— Start of The input —
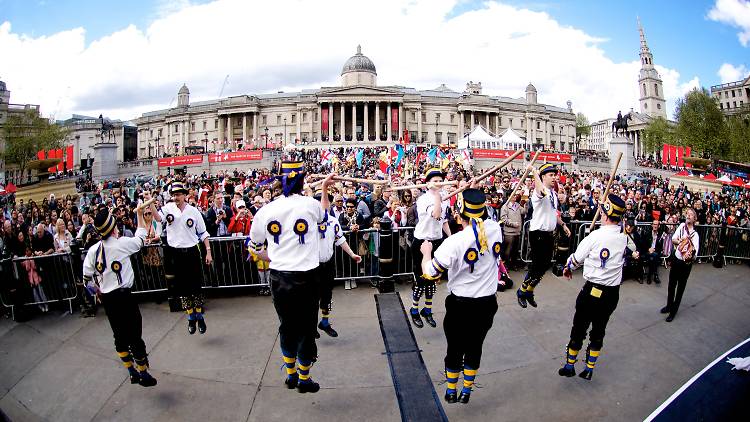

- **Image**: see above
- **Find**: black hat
[602,193,625,221]
[456,189,487,219]
[539,163,557,176]
[424,167,445,183]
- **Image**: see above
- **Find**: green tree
[643,117,674,153]
[2,110,67,178]
[675,88,730,158]
[576,112,591,152]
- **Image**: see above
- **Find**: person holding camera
[206,191,233,237]
[661,208,700,322]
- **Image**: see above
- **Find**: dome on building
[341,45,378,75]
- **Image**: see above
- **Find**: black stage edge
[375,292,448,422]
[646,338,750,422]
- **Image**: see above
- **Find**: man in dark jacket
— End of The input —
> _To do_: Output the lines above as a Markdown table with the columns "Index" and "Line", one row per line, numbered in order. Skip blank lines and omit the pictures.

> _Correct output_:
| Index | Line |
|---|---|
| 1 | - **Image**: see above |
| 2 | - **Find**: black hat |
| 3 | [602,193,625,221] |
| 4 | [456,189,487,219] |
| 5 | [539,163,557,176] |
| 6 | [424,167,445,183] |
| 7 | - **Image**: see above |
| 8 | - **Find**: green tree |
| 9 | [643,117,674,153] |
| 10 | [2,110,67,178] |
| 11 | [675,88,730,158] |
| 12 | [576,112,591,152] |
| 13 | - **Image**: see above |
| 14 | - **Find**: person holding camera |
| 15 | [206,191,233,237] |
| 16 | [661,208,700,322] |
| 17 | - **Image**: see above |
| 18 | - **Find**: dome on building |
| 19 | [341,45,378,75] |
| 20 | - **Image**: see above |
| 21 | - **Find**: black stage edge |
| 22 | [375,292,448,422] |
| 23 | [646,338,750,422] |
| 24 | - **Image**: see above |
| 25 | - **Find**: man in dark jacket |